▶ _DIRECTIONS FOR THIS TASK_
Every line of the data must be copied exactly.

▶ _DATA LISTING_
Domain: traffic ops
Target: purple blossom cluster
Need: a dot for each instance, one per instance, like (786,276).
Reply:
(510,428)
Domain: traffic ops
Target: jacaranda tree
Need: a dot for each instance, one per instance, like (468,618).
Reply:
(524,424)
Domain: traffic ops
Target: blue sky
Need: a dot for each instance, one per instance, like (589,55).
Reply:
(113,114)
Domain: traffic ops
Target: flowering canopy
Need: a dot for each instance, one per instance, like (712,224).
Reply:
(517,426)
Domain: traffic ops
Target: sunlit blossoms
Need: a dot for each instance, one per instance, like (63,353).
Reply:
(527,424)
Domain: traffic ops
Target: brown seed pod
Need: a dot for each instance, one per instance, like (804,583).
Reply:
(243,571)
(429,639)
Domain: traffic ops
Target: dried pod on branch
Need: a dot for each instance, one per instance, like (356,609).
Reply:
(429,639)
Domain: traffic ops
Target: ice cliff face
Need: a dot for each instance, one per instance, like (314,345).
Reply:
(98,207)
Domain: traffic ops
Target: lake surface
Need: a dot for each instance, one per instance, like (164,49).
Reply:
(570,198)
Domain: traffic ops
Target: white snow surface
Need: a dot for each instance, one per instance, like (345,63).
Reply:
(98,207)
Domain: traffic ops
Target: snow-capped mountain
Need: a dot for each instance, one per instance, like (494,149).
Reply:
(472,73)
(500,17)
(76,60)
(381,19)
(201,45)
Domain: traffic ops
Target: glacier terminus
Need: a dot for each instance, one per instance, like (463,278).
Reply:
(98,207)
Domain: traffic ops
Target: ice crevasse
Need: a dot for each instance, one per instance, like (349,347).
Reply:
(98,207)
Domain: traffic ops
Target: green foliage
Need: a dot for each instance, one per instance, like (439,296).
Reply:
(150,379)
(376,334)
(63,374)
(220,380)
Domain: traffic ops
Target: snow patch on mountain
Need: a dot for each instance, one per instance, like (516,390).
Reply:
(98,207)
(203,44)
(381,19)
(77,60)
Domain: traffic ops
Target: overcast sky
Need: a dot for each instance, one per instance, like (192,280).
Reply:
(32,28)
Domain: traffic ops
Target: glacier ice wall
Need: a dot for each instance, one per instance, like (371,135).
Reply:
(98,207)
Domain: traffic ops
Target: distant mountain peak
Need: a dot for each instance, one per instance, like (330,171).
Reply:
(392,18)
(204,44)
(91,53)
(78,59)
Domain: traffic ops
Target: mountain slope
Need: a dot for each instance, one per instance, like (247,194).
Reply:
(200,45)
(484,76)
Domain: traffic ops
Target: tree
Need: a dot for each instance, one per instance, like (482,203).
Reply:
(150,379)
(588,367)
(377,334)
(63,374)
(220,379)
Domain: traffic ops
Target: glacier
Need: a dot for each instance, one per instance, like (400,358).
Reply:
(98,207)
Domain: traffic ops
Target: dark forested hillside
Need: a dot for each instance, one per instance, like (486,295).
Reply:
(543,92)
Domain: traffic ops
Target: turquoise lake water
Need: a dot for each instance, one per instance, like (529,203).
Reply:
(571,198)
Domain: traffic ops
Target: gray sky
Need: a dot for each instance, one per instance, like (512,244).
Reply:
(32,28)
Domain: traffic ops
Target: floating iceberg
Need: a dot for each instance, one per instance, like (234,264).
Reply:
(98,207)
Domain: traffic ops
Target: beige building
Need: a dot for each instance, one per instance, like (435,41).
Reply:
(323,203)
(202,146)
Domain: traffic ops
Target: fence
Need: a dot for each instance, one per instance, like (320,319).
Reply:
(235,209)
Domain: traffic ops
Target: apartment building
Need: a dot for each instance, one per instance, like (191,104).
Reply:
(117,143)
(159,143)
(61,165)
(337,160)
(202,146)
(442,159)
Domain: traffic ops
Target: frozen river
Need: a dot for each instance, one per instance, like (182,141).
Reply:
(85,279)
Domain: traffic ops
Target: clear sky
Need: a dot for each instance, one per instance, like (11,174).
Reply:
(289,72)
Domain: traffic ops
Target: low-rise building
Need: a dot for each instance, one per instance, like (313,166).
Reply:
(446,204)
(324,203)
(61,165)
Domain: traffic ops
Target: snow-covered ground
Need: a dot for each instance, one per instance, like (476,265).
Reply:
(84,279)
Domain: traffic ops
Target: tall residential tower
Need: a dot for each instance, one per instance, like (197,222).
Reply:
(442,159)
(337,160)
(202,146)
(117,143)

▶ _THE RESPONSE_
Domain: traffic ops
Target: purple blossom cluster
Need: a dot for each instance, one per instance, like (786,276).
Reply:
(510,428)
Domain: traffic ops
Target: jacaranda tree
Need: a dot for each instance, one per instance, like (468,618).
Reply:
(524,424)
Domain: traffic ops
Target: blue sky
Need: a dot for each instance, one per instance, like (589,55).
Reply:
(113,114)
Domain: traffic ops
Target: flowering canopy
Need: a dot for each instance, one per instance, like (712,224).
Reply:
(517,426)
Domain: traffic ops
Target: sunlit blossoms
Need: a dot for each instance, one per instance, like (63,353).
Reply:
(527,424)
Domain: traffic ops
Target: brown seed pod
Need: a dot for each instance, one per instance, like (804,583).
Reply:
(243,571)
(429,639)
Domain: traffic ops
Target: dried pod on branch
Need: a dot for each instance, one per instance, like (356,609).
Reply:
(429,639)
Domain: traffic ops
Target: ice cliff face
Need: a dot for each instance, one per instance, like (314,345).
Reply:
(98,207)
Domain: traffic ops
Target: lake surface
Need: a dot for each instance, one per instance, like (164,49).
Reply:
(570,198)
Domain: traffic ops
Target: white snow surface
Need: a dot for each instance, one per instance, like (345,63).
Reply:
(98,207)
Domain: traffic ops
Target: snow-capped mountain
Need: a dot for each instance, one per instance, like (494,149).
Reply:
(472,73)
(500,17)
(76,60)
(381,19)
(201,45)
Domain: traffic ops
Target: glacier terminus
Need: a dot for each instance, one per instance, like (463,278).
Reply:
(98,207)
Domain: traffic ops
Target: ice crevasse
Need: a dot for each instance, one per instance, like (349,347).
Reply:
(98,207)
Domain: traffic ops
Target: green foliage
Need: a dot for each instance, one per instance, like (439,296).
Reply:
(150,379)
(376,334)
(63,374)
(220,380)
Domain: traffic ops
Target: snow patch on mountain
Need: a dot for each instance, one per instance, like (516,390).
Reply:
(98,207)
(203,44)
(381,19)
(77,60)
Domain: traffic ops
Target: overcast sky
Need: a dot for each instance, one per instance, like (192,280).
Reply:
(32,28)
Domain: traffic ops
Target: glacier ice wall
Need: a dot for each instance, one per instance, like (371,135).
Reply:
(98,207)
Domain: traffic ops
Target: distant mountain peak
Need: a dot for each instance, one per instance, like (330,171).
Reply:
(392,18)
(204,44)
(91,53)
(78,59)
Domain: traffic ops
Target: mountain slope
Need: a dot for each instance, one per instance, like (247,194).
Reply:
(200,45)
(484,76)
Domain: traffic ops
Target: tree
Need: a dot for each instance, one per instance, like (482,203).
Reply:
(150,379)
(588,367)
(377,334)
(63,374)
(220,379)
Domain: traffic ops
Target: glacier
Need: a dot for each instance, one per instance, like (400,358).
Reply:
(98,207)
Domain: traffic ops
Target: dark forested hillside
Need: a dot for each instance, one per instance, like (486,295).
Reply:
(543,92)
Domain: traffic ops
Target: turquoise lake water
Need: a dot for each instance, one per instance, like (529,203).
Reply:
(571,198)
Domain: traffic ops
Target: gray sky
Need: a dot for each instance, one per instance, like (512,244).
Reply:
(32,28)
Domain: traffic ops
Target: floating iceberg
Need: a dot for each instance, one per instance, like (234,264).
Reply:
(98,207)
Domain: traffic ops
Target: beige building
Need: a dot for each instance, one per instance, like (435,41).
Reply:
(323,203)
(202,146)
Domain: traffic ops
Target: fence
Need: a dot for each instance, one per instance, like (320,319).
Reply:
(235,209)
Domain: traffic ops
Target: apartment building
Need: a dot for each instance, one per instance, like (191,104).
Reply:
(117,143)
(159,143)
(61,165)
(337,160)
(202,146)
(442,159)
Domain: traffic ops
Target: frozen river
Need: a dot for each instance, one per instance, like (182,141).
Reply:
(85,279)
Domain: traffic ops
Target: clear sky
Need: a dot for each instance, one per instance, like (11,174).
Reply:
(289,72)
Domain: traffic ops
Target: low-rise building
Need: a dot for each instance, one per instance, like (313,166).
Reply:
(446,204)
(324,203)
(61,165)
Domain: traffic ops
Target: snow-covered ground
Need: a dot for each instance, one per instance, like (476,265).
Reply:
(84,279)
Domain: traffic ops
Target: tall residential tower
Need: a dot for each instance, one per instance, like (197,222).
Reply:
(442,159)
(337,160)
(202,146)
(117,143)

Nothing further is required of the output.